◆ **Extract to read**
***

Real GDP Advances 0.2% in January; Manufacturing Declines for First Time in Four Months
- The Canadian economy grew 0.2% in January, the eighth consecutive monthly gain. A preliminary estimate indicates that real GDP growth accelerated to 0.8% in February.
- The increase in GDP spanned only 9 of 20 industries, with construction, wholesale and retail trade, and utilities making the biggest contributions to growth. High-contact services were weighed down by the reintroduction of public health measures.
- Manufacturing output fell 0.5% in January, the first decline in four months.
- Output was down in 7 of 11 major manufacturing subsectors, led by chemicals and motor vehicle and parts. Solid gains in machinery manufacturing and wood product manufacturing provided some offset.
- The Canadian economy’s good start to the year, combined with evidence that real GDP growth picked up steam in February, has led analysts to upgrade their growth estimates for the first quarter. It has also increased the odds of a 50-basis point interest rate hike at the Bank of Canada’s April 13th meeting.
ECONOMY EXPANDS 0.2% IN JANUARY; MANUFACTURING SHRINKS 0.5%
The Canadian economy grew 0.2% in January, the eighth consecutive monthly gain. A preliminary estimate indicates that real GDP growth accelerated to 0.8% in February.

***

◆ **Your task**
Write out the whole text on Canada's January GDP and manufacturing results word for word. The material that comes after this text is separate from it.

◆ **Image-grounded pointing material**
***

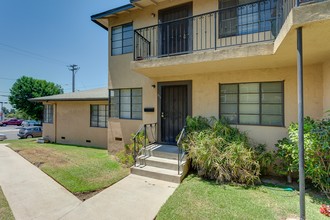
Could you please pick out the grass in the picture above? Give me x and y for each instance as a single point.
(78, 169)
(200, 199)
(5, 211)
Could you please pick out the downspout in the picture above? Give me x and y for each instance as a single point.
(300, 86)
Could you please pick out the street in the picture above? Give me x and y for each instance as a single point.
(10, 131)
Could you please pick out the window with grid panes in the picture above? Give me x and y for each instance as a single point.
(48, 114)
(122, 39)
(99, 116)
(240, 17)
(126, 103)
(253, 103)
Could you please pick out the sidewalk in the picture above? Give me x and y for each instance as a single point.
(32, 194)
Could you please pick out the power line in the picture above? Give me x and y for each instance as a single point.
(36, 55)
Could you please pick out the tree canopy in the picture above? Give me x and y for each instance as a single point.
(26, 88)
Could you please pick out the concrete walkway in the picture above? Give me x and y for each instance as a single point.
(32, 194)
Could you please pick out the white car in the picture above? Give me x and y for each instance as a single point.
(3, 137)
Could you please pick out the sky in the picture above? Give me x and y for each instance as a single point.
(40, 38)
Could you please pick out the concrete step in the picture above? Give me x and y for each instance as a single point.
(163, 163)
(164, 151)
(157, 173)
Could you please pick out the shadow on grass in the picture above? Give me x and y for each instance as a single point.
(50, 144)
(316, 196)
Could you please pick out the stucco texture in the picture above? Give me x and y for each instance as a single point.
(72, 125)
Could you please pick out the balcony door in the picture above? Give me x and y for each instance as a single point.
(175, 33)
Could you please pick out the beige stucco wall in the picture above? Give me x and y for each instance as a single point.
(205, 84)
(72, 125)
(206, 93)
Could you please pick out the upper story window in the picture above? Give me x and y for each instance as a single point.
(126, 103)
(99, 116)
(240, 17)
(253, 103)
(122, 39)
(48, 114)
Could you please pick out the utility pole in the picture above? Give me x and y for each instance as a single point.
(1, 115)
(73, 68)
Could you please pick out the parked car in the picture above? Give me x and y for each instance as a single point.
(3, 137)
(27, 123)
(12, 121)
(30, 132)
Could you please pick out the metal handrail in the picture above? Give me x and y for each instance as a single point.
(210, 30)
(181, 152)
(146, 140)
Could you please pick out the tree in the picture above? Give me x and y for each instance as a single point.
(5, 110)
(26, 88)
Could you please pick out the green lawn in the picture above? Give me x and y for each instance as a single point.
(200, 199)
(5, 212)
(79, 169)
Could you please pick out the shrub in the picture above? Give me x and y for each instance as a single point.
(220, 152)
(317, 152)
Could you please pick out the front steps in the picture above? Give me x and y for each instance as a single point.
(161, 162)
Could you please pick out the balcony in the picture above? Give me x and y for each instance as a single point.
(244, 24)
(257, 35)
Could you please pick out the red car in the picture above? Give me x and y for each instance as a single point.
(12, 121)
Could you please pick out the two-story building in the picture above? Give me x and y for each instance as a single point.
(230, 58)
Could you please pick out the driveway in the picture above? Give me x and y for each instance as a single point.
(32, 194)
(10, 131)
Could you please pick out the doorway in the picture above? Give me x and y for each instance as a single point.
(175, 36)
(174, 104)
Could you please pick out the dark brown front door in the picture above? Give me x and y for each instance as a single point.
(173, 111)
(175, 35)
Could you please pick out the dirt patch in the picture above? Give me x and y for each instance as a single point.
(87, 195)
(40, 156)
(38, 164)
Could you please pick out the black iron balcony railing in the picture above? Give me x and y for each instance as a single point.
(243, 24)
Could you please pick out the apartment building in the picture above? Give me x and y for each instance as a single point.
(226, 58)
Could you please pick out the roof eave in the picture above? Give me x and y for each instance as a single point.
(113, 11)
(69, 99)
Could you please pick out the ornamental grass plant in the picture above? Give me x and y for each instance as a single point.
(221, 152)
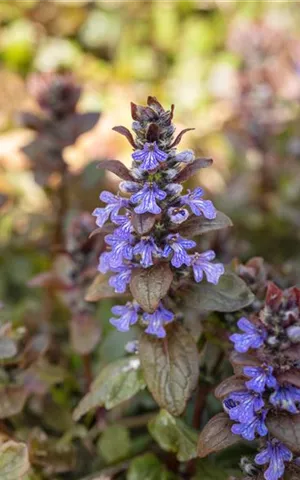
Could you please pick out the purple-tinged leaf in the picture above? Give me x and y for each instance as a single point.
(230, 294)
(192, 168)
(126, 133)
(116, 167)
(198, 225)
(179, 137)
(143, 223)
(149, 286)
(232, 384)
(170, 366)
(216, 435)
(30, 120)
(100, 289)
(241, 360)
(85, 333)
(292, 376)
(286, 428)
(152, 132)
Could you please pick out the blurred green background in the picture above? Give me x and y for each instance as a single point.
(232, 69)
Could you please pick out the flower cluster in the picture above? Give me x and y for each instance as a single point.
(148, 212)
(266, 355)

***

◆ **Output of the exercise**
Real GDP Advances 0.2% in January; Manufacturing Declines for First Time in Four Months
- The Canadian economy grew 0.2% in January, the eighth consecutive monthly gain. A preliminary estimate indicates that real GDP growth accelerated to 0.8% in February.
- The increase in GDP spanned only 9 of 20 industries, with construction, wholesale and retail trade, and utilities making the biggest contributions to growth. High-contact services were weighed down by the reintroduction of public health measures.
- Manufacturing output fell 0.5% in January, the first decline in four months.
- Output was down in 7 of 11 major manufacturing subsectors, led by chemicals and motor vehicle and parts. Solid gains in machinery manufacturing and wood product manufacturing provided some offset.
- The Canadian economy’s good start to the year, combined with evidence that real GDP growth picked up steam in February, has led analysts to upgrade their growth estimates for the first quarter. It has also increased the odds of a 50-basis point interest rate hike at the Bank of Canada’s April 13th meeting.
ECONOMY EXPANDS 0.2% IN JANUARY; MANUFACTURING SHRINKS 0.5%
The Canadian economy grew 0.2% in January, the eighth consecutive monthly gain. A preliminary estimate indicates that real GDP growth accelerated to 0.8% in February.